■ Written instruction: Extract the section of the material below that begins with the line containing "form [(577, 36)]." and ends with the line containing "[(250, 219), (112, 194), (183, 198)]", including both lines, and copy those lines verbatim.

■ Task inputs:
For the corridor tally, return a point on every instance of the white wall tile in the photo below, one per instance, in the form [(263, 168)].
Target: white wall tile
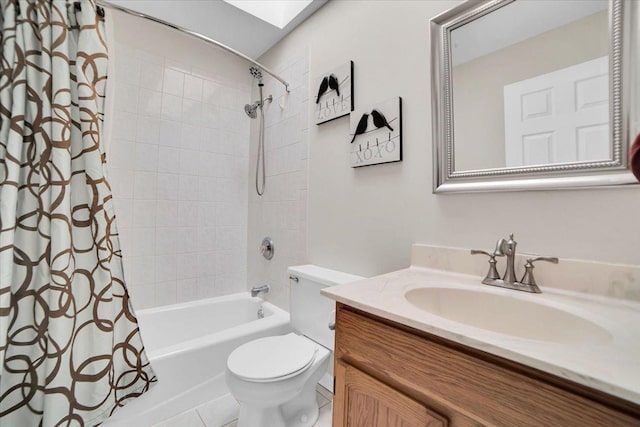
[(124, 125), (150, 103), (178, 167), (170, 132), (166, 241), (187, 266), (121, 181), (191, 137), (144, 187), (121, 155), (167, 213), (166, 293), (124, 213), (151, 75), (144, 213), (192, 112), (167, 187), (193, 87), (142, 270), (167, 157), (187, 213), (187, 240), (281, 212), (144, 241), (128, 94), (171, 107), (173, 82)]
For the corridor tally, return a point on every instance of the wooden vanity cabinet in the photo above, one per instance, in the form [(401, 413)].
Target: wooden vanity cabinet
[(388, 374)]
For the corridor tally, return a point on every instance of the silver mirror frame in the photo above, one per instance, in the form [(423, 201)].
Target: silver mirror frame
[(612, 172)]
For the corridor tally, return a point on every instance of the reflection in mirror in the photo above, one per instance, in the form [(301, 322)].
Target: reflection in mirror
[(532, 94), (531, 85)]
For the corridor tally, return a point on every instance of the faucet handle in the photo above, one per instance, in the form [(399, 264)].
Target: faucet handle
[(492, 274), (528, 278)]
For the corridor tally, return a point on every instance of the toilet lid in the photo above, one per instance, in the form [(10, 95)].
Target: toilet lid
[(272, 358)]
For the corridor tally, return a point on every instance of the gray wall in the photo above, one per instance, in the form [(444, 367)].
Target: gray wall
[(364, 220)]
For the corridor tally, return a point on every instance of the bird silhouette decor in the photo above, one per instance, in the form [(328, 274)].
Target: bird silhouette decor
[(334, 93), (378, 140)]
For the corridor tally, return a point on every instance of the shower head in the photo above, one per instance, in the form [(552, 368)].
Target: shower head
[(256, 72), (251, 110)]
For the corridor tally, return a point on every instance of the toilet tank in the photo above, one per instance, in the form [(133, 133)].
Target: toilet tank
[(311, 312)]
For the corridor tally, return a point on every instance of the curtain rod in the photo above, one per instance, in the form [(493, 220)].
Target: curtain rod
[(193, 34)]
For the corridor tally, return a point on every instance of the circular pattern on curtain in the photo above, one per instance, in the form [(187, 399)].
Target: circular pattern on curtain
[(70, 347)]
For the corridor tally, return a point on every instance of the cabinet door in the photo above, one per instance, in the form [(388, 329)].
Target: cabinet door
[(363, 401)]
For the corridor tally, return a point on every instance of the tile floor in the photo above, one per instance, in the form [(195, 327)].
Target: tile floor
[(223, 412)]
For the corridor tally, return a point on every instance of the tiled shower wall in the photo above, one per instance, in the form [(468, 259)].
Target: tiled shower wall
[(177, 161), (281, 213)]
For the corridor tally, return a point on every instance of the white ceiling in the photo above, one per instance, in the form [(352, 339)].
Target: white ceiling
[(220, 21)]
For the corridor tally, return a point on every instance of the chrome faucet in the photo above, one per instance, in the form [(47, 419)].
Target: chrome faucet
[(257, 290), (508, 248)]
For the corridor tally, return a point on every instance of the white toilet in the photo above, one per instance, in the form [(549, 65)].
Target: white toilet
[(274, 378)]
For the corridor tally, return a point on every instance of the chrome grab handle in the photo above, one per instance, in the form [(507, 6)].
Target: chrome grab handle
[(255, 291)]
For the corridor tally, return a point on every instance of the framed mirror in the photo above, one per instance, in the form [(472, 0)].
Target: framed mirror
[(531, 95)]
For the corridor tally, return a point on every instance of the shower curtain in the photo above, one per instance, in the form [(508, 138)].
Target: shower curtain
[(70, 348)]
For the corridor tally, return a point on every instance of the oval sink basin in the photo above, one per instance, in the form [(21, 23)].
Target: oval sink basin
[(506, 315)]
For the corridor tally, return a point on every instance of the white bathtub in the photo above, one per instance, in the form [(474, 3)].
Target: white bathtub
[(188, 345)]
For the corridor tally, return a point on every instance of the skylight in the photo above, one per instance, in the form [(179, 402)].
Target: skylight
[(275, 12)]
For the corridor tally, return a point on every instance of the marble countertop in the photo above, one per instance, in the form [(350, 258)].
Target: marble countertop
[(612, 367)]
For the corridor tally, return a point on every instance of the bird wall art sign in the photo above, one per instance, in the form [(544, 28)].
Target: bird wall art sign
[(333, 94), (376, 134)]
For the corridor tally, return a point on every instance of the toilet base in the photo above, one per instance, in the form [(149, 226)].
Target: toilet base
[(287, 403), (302, 411)]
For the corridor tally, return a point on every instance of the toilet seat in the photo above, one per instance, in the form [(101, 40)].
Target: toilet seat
[(272, 358)]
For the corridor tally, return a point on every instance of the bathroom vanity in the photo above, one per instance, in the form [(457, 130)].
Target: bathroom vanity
[(403, 359)]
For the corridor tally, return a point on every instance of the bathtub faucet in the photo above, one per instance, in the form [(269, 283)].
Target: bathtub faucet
[(257, 290)]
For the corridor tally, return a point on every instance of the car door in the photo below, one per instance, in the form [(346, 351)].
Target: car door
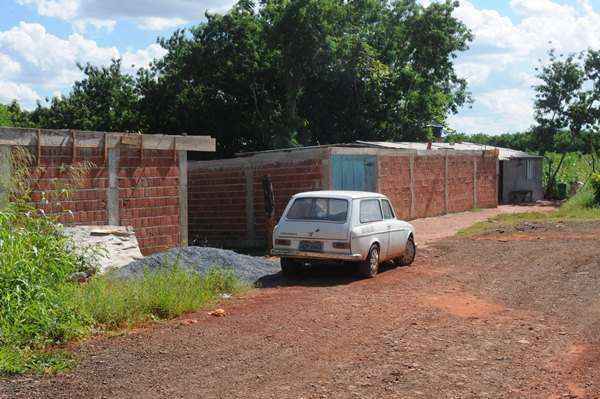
[(371, 216), (398, 232)]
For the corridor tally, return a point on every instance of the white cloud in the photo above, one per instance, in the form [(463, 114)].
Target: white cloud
[(154, 15), (142, 58), (63, 9), (158, 23), (81, 25), (10, 91), (500, 64), (31, 57), (8, 66)]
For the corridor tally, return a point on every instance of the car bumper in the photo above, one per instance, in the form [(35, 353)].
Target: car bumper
[(293, 253)]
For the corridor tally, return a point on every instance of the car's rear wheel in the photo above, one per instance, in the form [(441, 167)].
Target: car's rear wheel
[(290, 267), (370, 266), (409, 253)]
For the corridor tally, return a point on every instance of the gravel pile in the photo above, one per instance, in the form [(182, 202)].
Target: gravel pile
[(200, 259)]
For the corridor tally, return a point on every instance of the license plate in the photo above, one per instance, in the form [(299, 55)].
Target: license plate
[(311, 246)]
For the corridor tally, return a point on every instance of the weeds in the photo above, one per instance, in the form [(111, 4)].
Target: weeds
[(118, 303)]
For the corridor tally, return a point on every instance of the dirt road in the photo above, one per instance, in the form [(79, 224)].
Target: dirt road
[(505, 315)]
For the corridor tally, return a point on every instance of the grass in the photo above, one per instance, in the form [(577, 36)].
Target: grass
[(580, 207), (41, 309)]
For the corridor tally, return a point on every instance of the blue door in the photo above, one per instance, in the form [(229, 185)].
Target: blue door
[(353, 172)]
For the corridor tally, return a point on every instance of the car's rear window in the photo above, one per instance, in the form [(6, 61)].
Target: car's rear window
[(327, 209)]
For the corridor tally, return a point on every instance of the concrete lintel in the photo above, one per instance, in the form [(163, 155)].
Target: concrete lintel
[(250, 219), (112, 194), (183, 198)]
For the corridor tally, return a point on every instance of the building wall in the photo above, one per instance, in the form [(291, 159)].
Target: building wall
[(515, 178), (148, 197), (226, 204), (439, 184)]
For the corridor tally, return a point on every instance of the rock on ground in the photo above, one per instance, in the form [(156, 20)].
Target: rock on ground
[(105, 247), (201, 259)]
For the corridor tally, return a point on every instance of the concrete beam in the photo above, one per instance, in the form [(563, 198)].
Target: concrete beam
[(112, 194), (183, 198), (87, 139)]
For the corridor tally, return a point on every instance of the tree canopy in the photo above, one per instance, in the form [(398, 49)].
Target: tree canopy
[(285, 72)]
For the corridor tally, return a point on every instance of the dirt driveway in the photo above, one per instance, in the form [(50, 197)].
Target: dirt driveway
[(505, 315)]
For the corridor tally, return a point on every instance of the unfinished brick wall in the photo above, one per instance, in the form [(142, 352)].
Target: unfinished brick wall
[(148, 191), (149, 197)]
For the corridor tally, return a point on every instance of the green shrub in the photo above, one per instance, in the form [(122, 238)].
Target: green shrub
[(595, 184)]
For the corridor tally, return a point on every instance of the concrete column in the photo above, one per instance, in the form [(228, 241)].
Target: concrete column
[(5, 174), (413, 197), (183, 198), (475, 183), (250, 221), (446, 203), (112, 194)]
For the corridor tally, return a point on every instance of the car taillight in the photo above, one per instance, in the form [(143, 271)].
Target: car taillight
[(341, 245)]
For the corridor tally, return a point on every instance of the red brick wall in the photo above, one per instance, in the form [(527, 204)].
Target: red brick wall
[(217, 197), (394, 181), (460, 183), (149, 197), (487, 183), (287, 179), (216, 205), (148, 192)]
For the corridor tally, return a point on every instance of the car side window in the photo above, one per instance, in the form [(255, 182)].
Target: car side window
[(388, 212), (370, 211)]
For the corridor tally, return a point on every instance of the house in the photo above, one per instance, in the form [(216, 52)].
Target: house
[(226, 200), (519, 173)]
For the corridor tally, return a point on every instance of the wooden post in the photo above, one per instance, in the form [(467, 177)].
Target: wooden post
[(183, 199), (475, 183), (112, 194), (250, 228), (269, 210), (5, 174), (446, 202)]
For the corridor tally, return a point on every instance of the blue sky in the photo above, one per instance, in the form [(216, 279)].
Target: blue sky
[(42, 40)]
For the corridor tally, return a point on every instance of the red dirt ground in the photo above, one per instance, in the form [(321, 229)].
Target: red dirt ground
[(471, 318)]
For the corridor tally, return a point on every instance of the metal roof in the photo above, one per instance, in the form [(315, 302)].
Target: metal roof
[(503, 153)]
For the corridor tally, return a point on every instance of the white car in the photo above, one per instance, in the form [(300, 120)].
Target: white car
[(350, 226)]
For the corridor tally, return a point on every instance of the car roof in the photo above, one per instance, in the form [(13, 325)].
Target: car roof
[(343, 194)]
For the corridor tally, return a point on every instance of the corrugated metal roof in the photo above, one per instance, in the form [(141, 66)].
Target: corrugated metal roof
[(503, 153)]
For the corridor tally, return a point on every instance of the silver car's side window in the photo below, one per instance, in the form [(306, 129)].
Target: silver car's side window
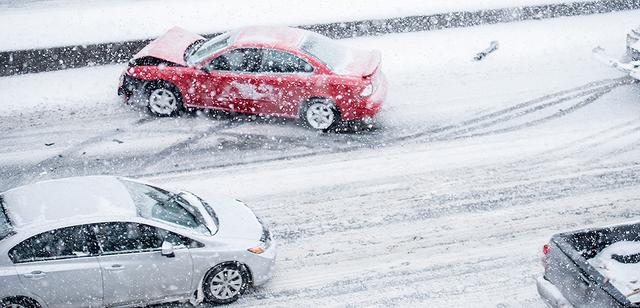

■ Answer to the problem:
For the corridor tally, return a point on every instance of the grass in the photo above, one per instance, in the form [(577, 36)].
Target: grass
[(580, 207), (41, 309)]
For the corridor tally, return a point on every instance of the blue door in the photo above, one per instance, in the form [(229, 185)].
Target: blue door
[(353, 172)]
For the corridor tally, return a point on every instance of the car's rear window in the photo above, one per instance, in the form [(6, 61)].
Target: car's rear window
[(327, 209)]
For the corridor tally, return a point on every instance of the concrete lintel in the photo above, one per instance, in the form [(163, 155)].
Target: concrete lintel
[(250, 219), (112, 194), (183, 198)]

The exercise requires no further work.